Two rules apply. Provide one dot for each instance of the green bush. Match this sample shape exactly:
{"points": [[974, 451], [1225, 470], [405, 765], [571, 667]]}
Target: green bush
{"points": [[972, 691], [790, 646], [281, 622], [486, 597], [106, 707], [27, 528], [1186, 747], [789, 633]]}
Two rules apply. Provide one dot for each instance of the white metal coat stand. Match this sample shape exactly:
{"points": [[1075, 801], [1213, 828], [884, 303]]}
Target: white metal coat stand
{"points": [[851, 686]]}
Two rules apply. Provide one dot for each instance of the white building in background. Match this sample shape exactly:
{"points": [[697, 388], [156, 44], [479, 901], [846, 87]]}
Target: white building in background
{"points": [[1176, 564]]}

+---+

Show the lines above that have the word "instance".

Task response:
Two rules apply. Provide one dot for each instance of the green bush. Match this sample shape exactly:
Two rules apply. Provide one dot for each instance of the white metal coat stand. Match this sample shape exactly:
Two rules apply. Provide one dot for each instance of the white building in background. Match this sample shape exactly:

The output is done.